• [Given problem] Recast the data as a numbered list, starting at the line that contains "Point out the concrete paver" and running through the last line of the data, with both ends included. Leave out any blank lines.

--- Start of Record set ---

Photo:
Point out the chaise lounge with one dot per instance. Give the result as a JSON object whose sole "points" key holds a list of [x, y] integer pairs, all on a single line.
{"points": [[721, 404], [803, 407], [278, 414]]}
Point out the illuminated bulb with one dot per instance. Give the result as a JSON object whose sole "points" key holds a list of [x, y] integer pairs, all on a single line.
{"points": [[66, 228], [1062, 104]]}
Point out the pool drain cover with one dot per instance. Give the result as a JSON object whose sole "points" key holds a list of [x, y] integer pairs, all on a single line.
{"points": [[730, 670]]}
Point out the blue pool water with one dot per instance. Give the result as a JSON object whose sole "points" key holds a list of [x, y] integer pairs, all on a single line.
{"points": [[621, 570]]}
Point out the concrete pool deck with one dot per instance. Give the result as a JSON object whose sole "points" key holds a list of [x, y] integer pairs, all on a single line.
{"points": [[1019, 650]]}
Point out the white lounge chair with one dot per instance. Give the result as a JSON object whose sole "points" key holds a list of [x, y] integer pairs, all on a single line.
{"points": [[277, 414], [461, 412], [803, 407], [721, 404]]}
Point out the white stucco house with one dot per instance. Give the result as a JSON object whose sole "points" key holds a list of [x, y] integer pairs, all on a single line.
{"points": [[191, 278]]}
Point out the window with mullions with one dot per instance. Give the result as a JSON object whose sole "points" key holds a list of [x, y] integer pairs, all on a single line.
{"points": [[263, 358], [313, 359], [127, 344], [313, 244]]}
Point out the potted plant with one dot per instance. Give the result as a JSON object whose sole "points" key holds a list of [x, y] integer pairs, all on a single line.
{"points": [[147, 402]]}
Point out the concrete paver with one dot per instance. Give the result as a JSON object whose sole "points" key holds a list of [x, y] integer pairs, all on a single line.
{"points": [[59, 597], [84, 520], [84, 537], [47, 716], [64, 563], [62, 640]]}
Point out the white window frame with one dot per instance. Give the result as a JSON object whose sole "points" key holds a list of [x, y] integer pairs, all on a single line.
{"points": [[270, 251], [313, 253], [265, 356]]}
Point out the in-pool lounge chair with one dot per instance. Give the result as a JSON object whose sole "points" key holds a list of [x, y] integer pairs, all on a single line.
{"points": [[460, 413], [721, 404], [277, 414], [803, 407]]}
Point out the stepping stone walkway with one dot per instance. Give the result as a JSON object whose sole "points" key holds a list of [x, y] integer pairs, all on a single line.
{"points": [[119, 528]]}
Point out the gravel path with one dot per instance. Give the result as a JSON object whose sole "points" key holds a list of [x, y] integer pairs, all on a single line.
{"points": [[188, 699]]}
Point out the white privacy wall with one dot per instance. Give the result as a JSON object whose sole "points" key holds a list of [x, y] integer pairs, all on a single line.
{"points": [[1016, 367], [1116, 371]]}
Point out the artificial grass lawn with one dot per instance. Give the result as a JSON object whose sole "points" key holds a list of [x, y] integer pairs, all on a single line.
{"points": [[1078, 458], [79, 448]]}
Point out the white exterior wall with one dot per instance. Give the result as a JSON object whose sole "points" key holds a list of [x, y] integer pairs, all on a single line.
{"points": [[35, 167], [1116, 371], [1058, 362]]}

--- End of Record set ---

• [Correct result]
1. Point out the concrete paver with one dot per instance. Give the result as a JSON object whose sole "points" key holds a list of [x, y] integer pairs, all on a single line.
2. {"points": [[59, 597], [84, 520], [84, 537], [47, 716], [64, 563], [62, 640]]}
3. Point out the white window frame with one dot per instance. Give the result as a JSON object whose sole "points" key holds a list of [x, y] integer pairs, all on a single line.
4. {"points": [[270, 251], [313, 253], [265, 356]]}
5. Point out the in-pool lounge chair with one dot per instance. Give the result as a JSON object whose sole "points" key holds a list of [x, y] integer pairs, all on a single line.
6. {"points": [[460, 413], [721, 404], [277, 414], [803, 407]]}
7. Point out the stepping stone walkway with one dot per instance. Give the result as a JSON object whose sole "points" key holds a list of [x, y] integer pairs, all on a single line.
8. {"points": [[119, 528]]}
9. Point out the gravel path with one dot per instance. Give the result as a JSON object whose sole "points" key holds a list of [x, y] integer pairs, all on a single line.
10. {"points": [[188, 699]]}
11. Point out the white privacy wall with one dot per instance. Give the result as a JSON object whose sole "points" key holds a list of [x, y] integer pairs, all on a single line.
12. {"points": [[1016, 367], [1116, 371]]}
13. Point out the artificial grass lawn with one dot per instance. Give the result as a JSON object whose sole "points" key holds a list of [x, y] integer pairs, all on a single line.
14. {"points": [[1078, 458], [79, 448]]}
15. Point out the white exterior wall with one dot per instance. Give the result as a JSON object whose sole "points" key holds a list of [x, y] integer pairs, all on a single line.
16. {"points": [[35, 167], [1116, 371], [1058, 362]]}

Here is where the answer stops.